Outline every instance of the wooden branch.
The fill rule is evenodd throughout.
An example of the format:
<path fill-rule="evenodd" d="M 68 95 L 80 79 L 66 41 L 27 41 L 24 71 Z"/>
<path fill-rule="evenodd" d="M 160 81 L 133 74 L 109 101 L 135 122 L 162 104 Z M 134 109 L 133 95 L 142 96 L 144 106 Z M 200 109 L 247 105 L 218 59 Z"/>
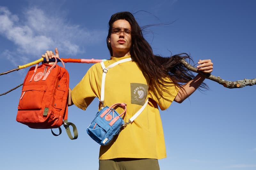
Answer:
<path fill-rule="evenodd" d="M 206 78 L 210 79 L 219 84 L 223 85 L 225 87 L 230 89 L 233 88 L 241 88 L 247 85 L 252 86 L 256 84 L 256 78 L 253 79 L 244 79 L 241 80 L 236 81 L 231 81 L 225 80 L 219 77 L 216 77 L 211 74 L 206 73 L 199 71 L 197 68 L 194 67 L 188 63 L 184 59 L 181 59 L 180 62 L 184 65 L 185 67 L 194 72 L 197 73 L 204 76 Z"/>
<path fill-rule="evenodd" d="M 19 85 L 16 86 L 16 87 L 15 87 L 14 88 L 12 89 L 11 89 L 10 90 L 9 90 L 8 91 L 7 91 L 6 92 L 1 94 L 0 94 L 0 96 L 2 96 L 3 95 L 4 95 L 5 94 L 7 94 L 7 93 L 9 93 L 9 92 L 11 92 L 12 91 L 15 90 L 15 89 L 17 89 L 17 88 L 18 88 L 19 87 L 20 87 L 20 86 L 21 86 L 23 85 L 23 83 L 21 83 L 21 84 L 20 84 Z"/>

# [WHAT NEEDS TO BE DONE]
Reproduce every item above word for word, omitting the pictures.

# [THE OUTPUT]
Outline every instance of the wooden branch.
The fill rule is evenodd throughout.
An example of the format:
<path fill-rule="evenodd" d="M 68 95 L 80 79 L 66 41 L 27 41 L 24 71 Z"/>
<path fill-rule="evenodd" d="M 160 81 L 133 74 L 109 101 L 135 122 L 162 104 Z M 134 109 L 133 95 L 142 96 L 144 106 Z M 200 109 L 247 105 L 218 59 Z"/>
Answer:
<path fill-rule="evenodd" d="M 206 78 L 210 79 L 219 84 L 223 85 L 225 87 L 230 89 L 233 88 L 241 88 L 247 85 L 252 86 L 256 84 L 256 78 L 253 79 L 244 79 L 241 80 L 236 81 L 231 81 L 225 80 L 219 77 L 216 77 L 211 74 L 206 73 L 199 71 L 197 68 L 194 67 L 188 63 L 184 59 L 181 59 L 180 62 L 184 65 L 185 67 L 194 72 L 197 73 L 204 76 Z"/>
<path fill-rule="evenodd" d="M 19 85 L 16 86 L 16 87 L 15 87 L 14 88 L 12 89 L 11 89 L 10 90 L 9 90 L 8 91 L 7 91 L 6 92 L 1 94 L 0 94 L 0 96 L 2 96 L 3 95 L 4 95 L 5 94 L 7 94 L 7 93 L 9 93 L 9 92 L 11 92 L 12 91 L 15 90 L 15 89 L 17 89 L 17 88 L 18 88 L 19 87 L 20 87 L 20 86 L 21 86 L 23 85 L 23 83 L 21 83 L 21 84 L 20 84 Z"/>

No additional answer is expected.